_Explore o material_.
(1) Redigite, da reflexão sobre a oração do desabafo, o trecho que vai de "O Evangelho do" até "transforma as situações.".
(2) Reescreva em forma de lista o parágrafo da reflexão sobre a oração do desabafo que começa com "O mesmo estamos vivendo", mantendo seus fatos principais.

_Texto selecionado_.
Rezei hoje a oração do desabafo. O sentimento de indignação toma conta do meu dia a dia. Como ficar indiferente diante de tanto descaso para com a vida dos mais pobres? Meditei um salmo apropriado para o momento. Desabafo de quem não tem mais a quem recorrer, suplica a Deus, que é o refúgio dos necessitados. “Salva-me, ó Deus, pois a água está chegando ao meu pescoço. Estou afundando no lodo profundo, sem nada que me segure; vou afundando no mais fundo das águas, e a correnteza me arrastando (Sl 69, 2-3) Deus é a coragem dos pobres.

O Evangelho do dia de hoje (Mc 4,35-41) também é bastante significativo no que diz respeito ao desespero. Enquanto os discípulos de Jesus estão prestes a afundar no mar revolto, Jesus dorme tranquilamente ali com eles. Mesmo estando com o mestre a bordo, eles titubearam, e tiveram muito medo, ao ponto de indagá-lo: “Mestre, estamos perecendo e tu não te importas?” (Mc 4, 38) Mesmo com o “cara” estando ali no meio deles, eles tiveram medo. Numa demonstração clara da falta de fé. Mesmo sendo Jesus o Senhor da história e dos povos, eles não conseguiram perceber que as ações do Messias transforma as situações.

O mesmo estamos vivendo nos dias de hoje. Somos assolados pelo medo que mora em nós. Vivemos no limiar entre a dor e a esperança. Estamos com muito medo, esta é a verdade. Não só pela morte que se aproxima cada vez mais de nós, mas também de saber de toda a irresponsabilidade no trato da vida humana em nosso país. Segundo um estudo feito na Nova Zelândia, o Brasil é tido como o pior país do mundo na gestão da epidemia de Covid-19. A Transparência Internacional divulgou seu índice de percepção de corrupção, e afirma que a resposta à pandemia está relacionada ao problema da corrupção. Neste quesito, agora somos os campeões dela.

_Material fornecido_.
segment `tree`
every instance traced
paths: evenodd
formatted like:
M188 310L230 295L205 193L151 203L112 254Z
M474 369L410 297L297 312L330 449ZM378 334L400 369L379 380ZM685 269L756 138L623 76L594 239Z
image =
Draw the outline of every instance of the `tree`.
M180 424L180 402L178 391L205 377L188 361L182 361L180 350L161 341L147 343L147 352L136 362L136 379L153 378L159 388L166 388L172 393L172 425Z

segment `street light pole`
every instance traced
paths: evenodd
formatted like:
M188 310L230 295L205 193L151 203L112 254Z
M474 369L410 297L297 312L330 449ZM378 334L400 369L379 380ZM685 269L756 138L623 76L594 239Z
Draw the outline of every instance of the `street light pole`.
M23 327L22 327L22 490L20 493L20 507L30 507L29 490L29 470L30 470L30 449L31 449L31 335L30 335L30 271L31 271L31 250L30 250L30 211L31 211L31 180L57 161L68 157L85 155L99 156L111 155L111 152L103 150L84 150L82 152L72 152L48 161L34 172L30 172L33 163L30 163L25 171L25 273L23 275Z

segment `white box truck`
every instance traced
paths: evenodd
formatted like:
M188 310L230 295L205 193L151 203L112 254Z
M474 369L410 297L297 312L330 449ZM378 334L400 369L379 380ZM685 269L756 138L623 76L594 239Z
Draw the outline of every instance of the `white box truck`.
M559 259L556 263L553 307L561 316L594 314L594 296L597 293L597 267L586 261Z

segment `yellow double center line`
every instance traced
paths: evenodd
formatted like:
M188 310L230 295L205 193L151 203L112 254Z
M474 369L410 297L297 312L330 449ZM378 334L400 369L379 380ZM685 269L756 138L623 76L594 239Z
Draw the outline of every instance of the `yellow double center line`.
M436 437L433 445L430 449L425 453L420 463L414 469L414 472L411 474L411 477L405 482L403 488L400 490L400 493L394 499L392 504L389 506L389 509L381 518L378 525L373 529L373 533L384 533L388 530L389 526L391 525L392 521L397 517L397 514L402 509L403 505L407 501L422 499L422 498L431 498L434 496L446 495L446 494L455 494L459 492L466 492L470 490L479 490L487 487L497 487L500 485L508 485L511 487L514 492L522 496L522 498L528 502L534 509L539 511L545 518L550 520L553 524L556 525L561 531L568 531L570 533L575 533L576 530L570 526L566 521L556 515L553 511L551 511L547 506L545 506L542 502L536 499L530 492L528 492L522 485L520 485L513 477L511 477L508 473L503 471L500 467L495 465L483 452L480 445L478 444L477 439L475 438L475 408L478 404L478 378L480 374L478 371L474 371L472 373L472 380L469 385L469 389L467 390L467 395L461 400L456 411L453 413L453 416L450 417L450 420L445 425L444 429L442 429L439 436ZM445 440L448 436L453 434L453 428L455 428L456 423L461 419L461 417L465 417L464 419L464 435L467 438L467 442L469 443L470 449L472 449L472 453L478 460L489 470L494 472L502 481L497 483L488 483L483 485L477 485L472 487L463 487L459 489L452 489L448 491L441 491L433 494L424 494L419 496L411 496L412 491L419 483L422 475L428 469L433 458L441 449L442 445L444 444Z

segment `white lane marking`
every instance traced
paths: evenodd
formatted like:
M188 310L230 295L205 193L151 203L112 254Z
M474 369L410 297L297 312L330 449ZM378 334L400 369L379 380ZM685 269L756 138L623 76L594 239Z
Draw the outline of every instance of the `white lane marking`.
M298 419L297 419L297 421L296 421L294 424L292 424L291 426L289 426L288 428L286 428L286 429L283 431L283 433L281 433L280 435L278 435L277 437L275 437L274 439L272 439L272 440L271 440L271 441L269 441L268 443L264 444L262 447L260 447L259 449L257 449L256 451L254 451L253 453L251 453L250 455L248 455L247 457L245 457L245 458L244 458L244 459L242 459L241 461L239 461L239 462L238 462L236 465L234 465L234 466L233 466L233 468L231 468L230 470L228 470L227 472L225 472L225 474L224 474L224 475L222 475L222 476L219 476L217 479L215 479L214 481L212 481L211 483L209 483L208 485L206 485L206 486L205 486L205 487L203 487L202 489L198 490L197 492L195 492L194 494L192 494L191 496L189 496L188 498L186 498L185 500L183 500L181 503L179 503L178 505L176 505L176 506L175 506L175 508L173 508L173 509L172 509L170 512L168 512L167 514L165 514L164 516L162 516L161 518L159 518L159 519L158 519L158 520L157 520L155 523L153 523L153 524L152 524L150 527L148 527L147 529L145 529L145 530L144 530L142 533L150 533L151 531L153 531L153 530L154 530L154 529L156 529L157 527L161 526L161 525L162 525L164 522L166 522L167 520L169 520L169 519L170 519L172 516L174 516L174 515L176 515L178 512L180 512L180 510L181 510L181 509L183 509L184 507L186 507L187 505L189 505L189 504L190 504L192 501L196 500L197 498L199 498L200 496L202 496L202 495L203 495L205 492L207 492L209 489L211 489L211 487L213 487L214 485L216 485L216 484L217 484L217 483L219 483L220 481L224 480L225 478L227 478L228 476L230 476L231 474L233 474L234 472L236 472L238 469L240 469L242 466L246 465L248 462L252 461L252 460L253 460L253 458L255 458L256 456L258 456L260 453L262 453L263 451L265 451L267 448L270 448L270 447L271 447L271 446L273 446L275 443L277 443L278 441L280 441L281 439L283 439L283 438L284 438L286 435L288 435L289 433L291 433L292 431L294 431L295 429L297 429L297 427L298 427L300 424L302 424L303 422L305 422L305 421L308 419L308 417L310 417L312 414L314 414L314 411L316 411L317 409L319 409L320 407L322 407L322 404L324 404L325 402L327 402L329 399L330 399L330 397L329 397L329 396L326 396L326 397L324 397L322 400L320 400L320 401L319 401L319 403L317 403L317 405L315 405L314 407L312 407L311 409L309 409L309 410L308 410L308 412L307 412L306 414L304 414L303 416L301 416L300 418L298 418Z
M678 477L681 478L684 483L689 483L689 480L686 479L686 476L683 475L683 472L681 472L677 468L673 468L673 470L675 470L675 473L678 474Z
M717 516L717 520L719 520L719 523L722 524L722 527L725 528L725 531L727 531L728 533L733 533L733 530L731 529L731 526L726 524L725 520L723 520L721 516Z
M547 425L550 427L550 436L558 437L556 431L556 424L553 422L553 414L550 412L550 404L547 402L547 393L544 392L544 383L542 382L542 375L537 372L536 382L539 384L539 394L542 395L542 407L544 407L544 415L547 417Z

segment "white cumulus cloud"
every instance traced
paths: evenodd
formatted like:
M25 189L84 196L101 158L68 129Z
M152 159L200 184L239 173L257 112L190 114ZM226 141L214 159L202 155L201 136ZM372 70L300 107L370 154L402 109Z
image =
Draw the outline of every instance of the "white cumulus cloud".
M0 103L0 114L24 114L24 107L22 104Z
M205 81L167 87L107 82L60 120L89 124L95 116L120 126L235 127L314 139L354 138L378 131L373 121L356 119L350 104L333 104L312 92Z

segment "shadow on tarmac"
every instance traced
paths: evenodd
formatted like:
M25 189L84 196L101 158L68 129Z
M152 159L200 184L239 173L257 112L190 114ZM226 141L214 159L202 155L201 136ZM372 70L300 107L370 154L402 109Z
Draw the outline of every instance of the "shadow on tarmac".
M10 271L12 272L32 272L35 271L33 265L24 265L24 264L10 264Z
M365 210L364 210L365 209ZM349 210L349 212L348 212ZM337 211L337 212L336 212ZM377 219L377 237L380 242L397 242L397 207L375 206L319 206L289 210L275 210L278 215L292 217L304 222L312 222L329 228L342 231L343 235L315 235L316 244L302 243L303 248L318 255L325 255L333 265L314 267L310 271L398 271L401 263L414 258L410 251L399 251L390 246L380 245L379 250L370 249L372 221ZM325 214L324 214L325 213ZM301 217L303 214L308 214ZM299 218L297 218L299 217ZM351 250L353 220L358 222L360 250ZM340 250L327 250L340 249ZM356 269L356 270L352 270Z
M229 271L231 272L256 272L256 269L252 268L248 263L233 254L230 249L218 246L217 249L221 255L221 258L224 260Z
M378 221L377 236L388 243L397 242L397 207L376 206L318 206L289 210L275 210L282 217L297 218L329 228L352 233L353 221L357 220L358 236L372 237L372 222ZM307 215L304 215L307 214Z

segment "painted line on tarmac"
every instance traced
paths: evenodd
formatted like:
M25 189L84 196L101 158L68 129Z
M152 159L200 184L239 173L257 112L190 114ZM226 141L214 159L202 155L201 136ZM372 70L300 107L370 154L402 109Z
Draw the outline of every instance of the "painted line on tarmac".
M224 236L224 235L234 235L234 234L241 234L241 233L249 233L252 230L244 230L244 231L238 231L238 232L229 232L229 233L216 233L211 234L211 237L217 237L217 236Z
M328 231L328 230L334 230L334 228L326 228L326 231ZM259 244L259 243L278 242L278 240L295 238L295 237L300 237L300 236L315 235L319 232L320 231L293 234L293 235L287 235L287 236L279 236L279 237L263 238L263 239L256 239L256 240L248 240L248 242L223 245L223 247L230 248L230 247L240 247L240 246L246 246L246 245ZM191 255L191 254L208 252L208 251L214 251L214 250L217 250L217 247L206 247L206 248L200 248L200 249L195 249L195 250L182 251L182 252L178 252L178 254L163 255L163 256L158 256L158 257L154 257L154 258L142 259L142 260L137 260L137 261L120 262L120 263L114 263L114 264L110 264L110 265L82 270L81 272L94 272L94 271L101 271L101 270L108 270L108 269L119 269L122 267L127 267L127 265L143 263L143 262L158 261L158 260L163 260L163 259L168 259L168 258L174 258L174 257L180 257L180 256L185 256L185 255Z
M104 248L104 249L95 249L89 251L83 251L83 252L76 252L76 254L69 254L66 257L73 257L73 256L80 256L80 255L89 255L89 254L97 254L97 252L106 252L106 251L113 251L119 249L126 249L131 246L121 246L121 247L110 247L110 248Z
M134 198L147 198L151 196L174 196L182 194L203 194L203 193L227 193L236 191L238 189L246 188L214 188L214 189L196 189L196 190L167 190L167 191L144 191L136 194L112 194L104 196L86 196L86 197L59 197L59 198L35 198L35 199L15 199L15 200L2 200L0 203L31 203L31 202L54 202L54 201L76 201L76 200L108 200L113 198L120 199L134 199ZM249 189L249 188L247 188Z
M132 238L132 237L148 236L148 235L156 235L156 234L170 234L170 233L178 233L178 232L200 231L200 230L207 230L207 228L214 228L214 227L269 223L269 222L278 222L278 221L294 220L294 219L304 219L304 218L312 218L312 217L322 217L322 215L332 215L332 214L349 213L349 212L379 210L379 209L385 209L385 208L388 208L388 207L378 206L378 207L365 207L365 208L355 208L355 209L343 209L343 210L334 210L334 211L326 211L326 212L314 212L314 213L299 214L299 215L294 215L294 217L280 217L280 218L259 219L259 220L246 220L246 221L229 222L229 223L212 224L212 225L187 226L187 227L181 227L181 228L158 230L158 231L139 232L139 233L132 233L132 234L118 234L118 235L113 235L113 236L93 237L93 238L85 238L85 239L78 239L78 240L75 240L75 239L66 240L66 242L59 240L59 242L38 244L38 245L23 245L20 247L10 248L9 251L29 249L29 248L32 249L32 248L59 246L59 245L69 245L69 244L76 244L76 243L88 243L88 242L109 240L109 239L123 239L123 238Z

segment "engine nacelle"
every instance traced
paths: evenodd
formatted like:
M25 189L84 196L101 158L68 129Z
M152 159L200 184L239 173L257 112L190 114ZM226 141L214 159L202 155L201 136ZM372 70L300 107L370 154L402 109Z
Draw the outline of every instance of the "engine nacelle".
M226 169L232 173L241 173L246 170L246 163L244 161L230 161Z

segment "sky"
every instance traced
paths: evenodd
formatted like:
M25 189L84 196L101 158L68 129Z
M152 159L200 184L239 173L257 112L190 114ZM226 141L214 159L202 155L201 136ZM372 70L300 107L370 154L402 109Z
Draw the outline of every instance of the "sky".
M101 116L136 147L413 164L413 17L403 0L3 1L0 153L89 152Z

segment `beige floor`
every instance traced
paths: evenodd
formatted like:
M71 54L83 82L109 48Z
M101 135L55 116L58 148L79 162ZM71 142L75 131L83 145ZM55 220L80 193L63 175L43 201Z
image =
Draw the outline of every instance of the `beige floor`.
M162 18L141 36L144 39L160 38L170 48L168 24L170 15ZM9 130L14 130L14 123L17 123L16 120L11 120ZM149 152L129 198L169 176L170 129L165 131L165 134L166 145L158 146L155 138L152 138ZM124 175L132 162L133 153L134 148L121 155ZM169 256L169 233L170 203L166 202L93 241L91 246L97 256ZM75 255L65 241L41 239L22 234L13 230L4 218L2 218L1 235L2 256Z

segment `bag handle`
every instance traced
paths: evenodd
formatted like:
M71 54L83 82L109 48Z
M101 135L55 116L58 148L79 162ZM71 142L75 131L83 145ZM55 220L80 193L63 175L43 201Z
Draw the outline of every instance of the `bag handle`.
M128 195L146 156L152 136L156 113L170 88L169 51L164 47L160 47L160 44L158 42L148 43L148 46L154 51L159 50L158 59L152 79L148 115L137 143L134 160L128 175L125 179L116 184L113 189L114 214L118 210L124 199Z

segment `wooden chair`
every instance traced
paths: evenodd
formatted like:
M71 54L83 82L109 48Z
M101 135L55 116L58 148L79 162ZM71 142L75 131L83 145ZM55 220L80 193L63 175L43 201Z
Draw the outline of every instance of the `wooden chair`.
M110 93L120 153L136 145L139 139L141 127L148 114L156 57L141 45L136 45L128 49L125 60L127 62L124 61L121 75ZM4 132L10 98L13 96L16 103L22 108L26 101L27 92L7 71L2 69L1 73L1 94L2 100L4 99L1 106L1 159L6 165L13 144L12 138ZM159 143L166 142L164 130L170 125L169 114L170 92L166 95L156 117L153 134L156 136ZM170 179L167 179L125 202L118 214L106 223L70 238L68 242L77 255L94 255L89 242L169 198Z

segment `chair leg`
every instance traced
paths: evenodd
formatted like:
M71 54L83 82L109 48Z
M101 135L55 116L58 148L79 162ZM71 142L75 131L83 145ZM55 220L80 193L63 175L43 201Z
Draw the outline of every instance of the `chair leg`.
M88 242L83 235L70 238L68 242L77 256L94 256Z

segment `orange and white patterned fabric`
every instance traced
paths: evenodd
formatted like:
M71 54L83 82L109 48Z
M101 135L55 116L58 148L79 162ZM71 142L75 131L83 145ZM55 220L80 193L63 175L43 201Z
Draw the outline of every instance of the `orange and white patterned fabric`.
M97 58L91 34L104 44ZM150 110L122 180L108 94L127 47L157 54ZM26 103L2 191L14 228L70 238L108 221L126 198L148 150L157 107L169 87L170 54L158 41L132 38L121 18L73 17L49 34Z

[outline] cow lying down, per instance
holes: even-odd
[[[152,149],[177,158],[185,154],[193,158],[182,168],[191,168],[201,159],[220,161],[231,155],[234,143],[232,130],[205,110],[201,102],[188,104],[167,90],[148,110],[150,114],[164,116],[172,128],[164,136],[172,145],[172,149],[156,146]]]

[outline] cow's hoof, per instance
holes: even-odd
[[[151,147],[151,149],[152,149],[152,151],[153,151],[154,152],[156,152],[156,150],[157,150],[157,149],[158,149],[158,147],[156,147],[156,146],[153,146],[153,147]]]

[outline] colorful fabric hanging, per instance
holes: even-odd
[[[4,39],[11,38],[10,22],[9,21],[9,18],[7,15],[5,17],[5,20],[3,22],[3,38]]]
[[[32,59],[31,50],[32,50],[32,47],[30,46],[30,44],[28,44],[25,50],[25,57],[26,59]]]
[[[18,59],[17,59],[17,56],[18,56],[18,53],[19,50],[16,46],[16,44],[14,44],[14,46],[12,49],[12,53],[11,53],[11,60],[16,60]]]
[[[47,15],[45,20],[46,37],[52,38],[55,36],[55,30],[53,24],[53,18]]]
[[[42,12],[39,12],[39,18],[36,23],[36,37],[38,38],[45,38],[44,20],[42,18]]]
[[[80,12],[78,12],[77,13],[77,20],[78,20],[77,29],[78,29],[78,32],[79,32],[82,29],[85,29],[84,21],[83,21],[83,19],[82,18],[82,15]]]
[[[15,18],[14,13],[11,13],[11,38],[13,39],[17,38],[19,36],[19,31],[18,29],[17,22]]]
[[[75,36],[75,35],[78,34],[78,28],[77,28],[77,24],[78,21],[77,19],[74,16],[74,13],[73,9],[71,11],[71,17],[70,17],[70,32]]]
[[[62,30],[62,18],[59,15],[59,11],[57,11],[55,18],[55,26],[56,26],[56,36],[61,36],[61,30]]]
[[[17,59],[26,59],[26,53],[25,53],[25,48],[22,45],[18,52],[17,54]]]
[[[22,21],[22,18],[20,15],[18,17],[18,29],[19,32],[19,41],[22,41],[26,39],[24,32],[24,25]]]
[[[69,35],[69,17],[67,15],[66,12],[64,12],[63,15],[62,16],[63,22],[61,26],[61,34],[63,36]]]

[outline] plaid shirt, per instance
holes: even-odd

_Resultados por tarefa_.
(1)
O Evangelho do dia de hoje (Mc 4,35-41) também é bastante significativo no que diz respeito ao desespero. Enquanto os discípulos de Jesus estão prestes a afundar no mar revolto, Jesus dorme tranquilamente ali com eles. Mesmo estando com o mestre a bordo, eles titubearam, e tiveram muito medo, ao ponto de indagá-lo: “Mestre, estamos perecendo e tu não te importas?” (Mc 4, 38) Mesmo com o “cara” estando ali no meio deles, eles tiveram medo. Numa demonstração clara da falta de fé. Mesmo sendo Jesus o Senhor da história e dos povos, eles não conseguiram perceber que as ações do Messias transforma as situações.

(2)
- Vivemos hoje o mesmo desespero dos discípulos: somos assolados pelo medo e estamos no limiar entre a dor e a esperança.
- O medo vem da morte, que se aproxima cada vez mais, e da irresponsabilidade no trato da vida humana no país.
- Segundo um estudo feito na Nova Zelândia, o Brasil é o pior país do mundo na gestão da epidemia de Covid-19.
- A Transparência Internacional divulgou seu índice de percepção de corrupção e afirma que a resposta à pandemia está relacionada à corrupção.
- Nesse quesito, o Brasil agora é campeão.